» SHORT TASK
Rewrite the stretch of items from the line containing "of the tree" through the line containing "column 681, row 64", changing "population tally" to "wildlife census" and keeping everything else the same. Return only those lines.

» MATERIAL TO PROCESS
________________

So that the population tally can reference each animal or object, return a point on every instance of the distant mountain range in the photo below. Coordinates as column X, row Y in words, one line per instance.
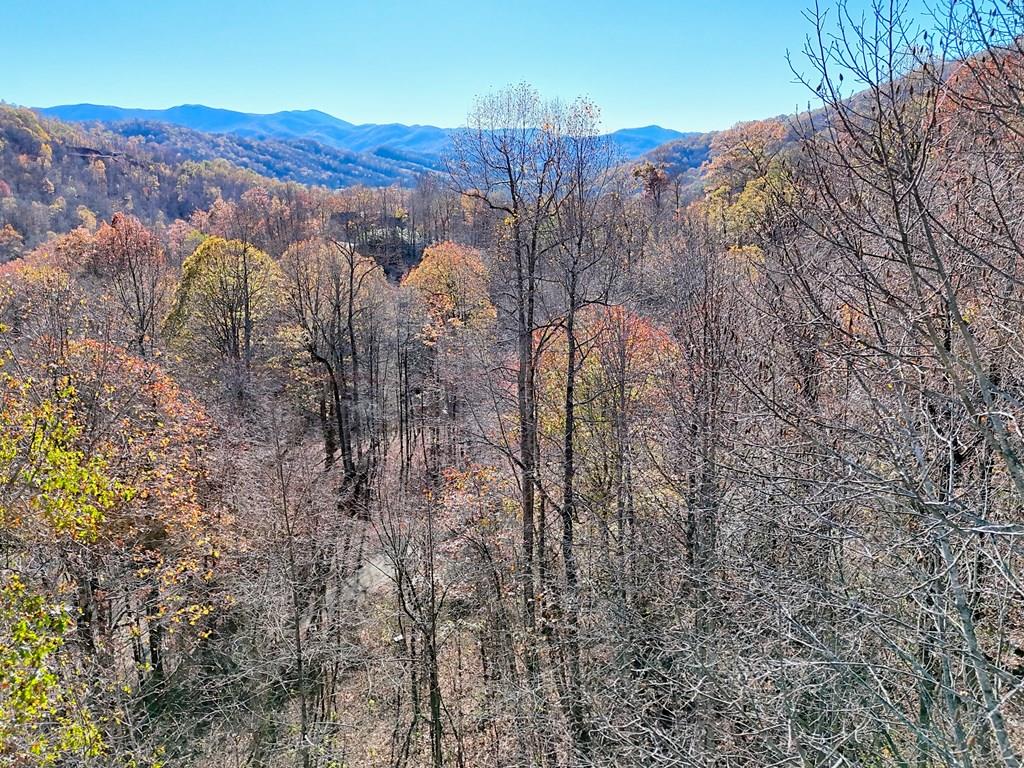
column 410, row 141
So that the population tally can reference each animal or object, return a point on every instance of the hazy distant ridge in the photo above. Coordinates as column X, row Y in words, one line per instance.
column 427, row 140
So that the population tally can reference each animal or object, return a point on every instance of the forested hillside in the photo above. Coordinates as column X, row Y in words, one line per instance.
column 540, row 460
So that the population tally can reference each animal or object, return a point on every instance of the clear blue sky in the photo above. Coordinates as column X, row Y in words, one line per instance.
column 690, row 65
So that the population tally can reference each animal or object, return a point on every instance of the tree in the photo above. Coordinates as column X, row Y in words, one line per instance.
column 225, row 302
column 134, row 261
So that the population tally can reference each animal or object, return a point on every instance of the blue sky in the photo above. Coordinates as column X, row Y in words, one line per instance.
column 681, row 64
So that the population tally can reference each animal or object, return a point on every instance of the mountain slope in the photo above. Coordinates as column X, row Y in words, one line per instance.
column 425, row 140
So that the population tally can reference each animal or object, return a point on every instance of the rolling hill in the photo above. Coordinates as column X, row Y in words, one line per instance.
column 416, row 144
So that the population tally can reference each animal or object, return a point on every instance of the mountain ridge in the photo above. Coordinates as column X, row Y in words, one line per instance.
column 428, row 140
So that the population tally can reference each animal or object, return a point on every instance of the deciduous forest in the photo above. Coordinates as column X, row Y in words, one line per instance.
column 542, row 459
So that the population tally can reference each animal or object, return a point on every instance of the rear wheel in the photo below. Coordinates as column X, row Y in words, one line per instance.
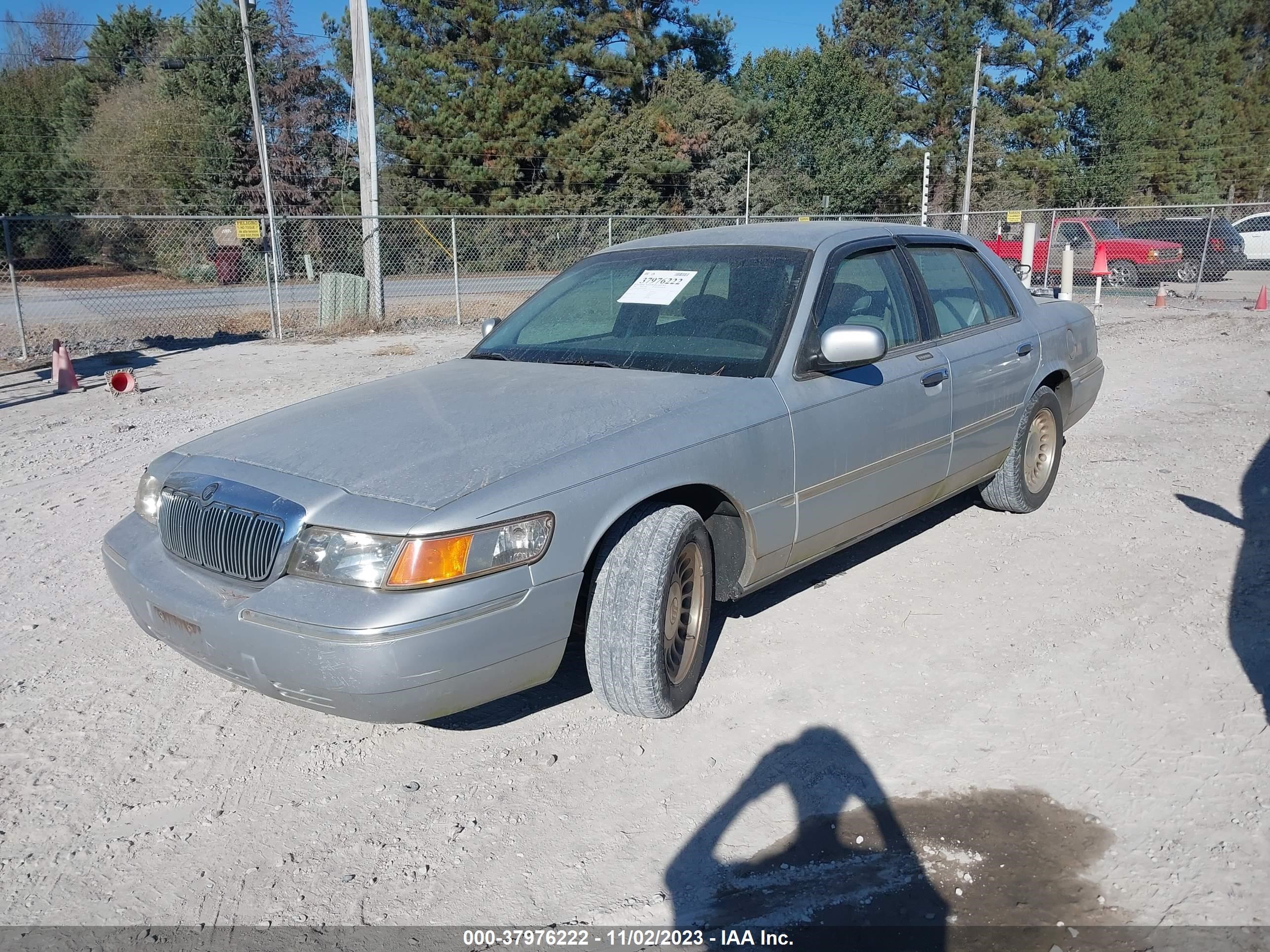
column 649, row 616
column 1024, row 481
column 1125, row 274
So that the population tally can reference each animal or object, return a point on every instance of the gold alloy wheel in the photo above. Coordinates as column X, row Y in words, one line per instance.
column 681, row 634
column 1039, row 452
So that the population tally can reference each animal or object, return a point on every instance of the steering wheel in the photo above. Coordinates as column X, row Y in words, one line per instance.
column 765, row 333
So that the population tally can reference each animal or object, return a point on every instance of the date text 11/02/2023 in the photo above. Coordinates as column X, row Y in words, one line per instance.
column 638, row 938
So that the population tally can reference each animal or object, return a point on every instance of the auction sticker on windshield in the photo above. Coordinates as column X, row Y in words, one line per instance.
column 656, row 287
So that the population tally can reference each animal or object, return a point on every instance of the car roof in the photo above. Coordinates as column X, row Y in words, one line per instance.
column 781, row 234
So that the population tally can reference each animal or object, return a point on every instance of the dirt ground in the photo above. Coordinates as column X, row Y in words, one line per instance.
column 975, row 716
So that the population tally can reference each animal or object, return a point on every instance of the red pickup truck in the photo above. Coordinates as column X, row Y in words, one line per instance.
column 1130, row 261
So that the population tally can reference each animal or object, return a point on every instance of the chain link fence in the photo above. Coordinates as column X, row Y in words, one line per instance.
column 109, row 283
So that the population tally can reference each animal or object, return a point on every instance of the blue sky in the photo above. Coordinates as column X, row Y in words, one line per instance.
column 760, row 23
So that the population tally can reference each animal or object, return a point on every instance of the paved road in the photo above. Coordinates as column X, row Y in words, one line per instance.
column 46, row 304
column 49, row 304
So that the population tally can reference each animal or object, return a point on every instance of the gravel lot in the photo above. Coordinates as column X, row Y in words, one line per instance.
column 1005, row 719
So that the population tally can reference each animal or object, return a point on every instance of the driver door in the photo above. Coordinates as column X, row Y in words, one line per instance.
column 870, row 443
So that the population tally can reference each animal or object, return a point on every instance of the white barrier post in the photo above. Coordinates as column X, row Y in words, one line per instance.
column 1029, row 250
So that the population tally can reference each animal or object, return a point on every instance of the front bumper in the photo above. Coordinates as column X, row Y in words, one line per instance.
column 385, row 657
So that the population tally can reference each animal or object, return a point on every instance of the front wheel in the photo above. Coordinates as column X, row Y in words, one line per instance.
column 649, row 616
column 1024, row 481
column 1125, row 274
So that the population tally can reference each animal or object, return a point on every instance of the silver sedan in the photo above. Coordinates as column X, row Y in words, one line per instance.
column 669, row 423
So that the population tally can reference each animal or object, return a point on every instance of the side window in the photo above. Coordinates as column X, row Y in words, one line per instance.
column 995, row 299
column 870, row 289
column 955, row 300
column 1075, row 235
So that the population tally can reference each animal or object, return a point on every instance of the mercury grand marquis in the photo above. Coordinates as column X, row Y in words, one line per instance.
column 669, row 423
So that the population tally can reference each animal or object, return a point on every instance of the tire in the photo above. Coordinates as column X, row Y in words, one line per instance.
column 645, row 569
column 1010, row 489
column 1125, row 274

________________

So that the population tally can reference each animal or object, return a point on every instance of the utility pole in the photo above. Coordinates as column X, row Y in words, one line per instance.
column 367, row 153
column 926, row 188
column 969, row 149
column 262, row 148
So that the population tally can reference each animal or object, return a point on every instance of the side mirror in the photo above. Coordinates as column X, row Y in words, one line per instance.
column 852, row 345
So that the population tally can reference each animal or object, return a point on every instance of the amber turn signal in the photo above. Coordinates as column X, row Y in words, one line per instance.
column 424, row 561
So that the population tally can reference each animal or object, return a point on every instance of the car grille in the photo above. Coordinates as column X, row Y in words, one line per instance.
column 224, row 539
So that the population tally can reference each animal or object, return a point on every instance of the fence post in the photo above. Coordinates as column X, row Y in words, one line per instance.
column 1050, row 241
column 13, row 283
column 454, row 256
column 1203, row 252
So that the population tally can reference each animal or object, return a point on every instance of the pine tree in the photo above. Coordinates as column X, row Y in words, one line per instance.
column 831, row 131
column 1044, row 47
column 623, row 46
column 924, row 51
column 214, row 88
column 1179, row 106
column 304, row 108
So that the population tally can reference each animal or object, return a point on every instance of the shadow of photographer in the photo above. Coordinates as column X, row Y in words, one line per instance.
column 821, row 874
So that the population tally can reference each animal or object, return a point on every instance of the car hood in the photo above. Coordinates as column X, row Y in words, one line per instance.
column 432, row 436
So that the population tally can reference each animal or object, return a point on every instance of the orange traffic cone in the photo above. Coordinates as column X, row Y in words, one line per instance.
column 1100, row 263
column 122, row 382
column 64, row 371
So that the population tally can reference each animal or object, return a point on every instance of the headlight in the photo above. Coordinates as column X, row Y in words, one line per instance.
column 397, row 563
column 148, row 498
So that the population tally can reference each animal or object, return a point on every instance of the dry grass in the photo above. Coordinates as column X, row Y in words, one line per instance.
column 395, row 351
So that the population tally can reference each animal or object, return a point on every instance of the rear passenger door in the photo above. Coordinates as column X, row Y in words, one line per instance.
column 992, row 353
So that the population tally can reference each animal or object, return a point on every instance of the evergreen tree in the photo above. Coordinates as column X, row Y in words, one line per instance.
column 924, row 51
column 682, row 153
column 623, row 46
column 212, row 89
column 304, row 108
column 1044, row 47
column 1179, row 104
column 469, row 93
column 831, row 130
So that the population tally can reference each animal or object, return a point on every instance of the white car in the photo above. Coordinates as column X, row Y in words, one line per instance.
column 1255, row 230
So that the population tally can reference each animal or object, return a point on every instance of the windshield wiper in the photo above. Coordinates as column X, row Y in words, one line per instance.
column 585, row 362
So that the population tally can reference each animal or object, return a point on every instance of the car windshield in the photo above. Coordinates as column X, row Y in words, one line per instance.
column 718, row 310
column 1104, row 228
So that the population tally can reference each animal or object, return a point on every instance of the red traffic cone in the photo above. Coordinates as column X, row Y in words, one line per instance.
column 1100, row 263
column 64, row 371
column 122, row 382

________________

» OUTPUT BELOW
So that the wildlife census can reference each animal or object, return a point on every instance of the tree in the photo above. Coordinates as column X, row Y in words, one line per instance.
column 225, row 302
column 134, row 261
So that the wildlife census can reference each animal or object, return a point on every instance of the blue sky in the photo above. Coordinates as column X, row Y in words, one line per instance.
column 681, row 64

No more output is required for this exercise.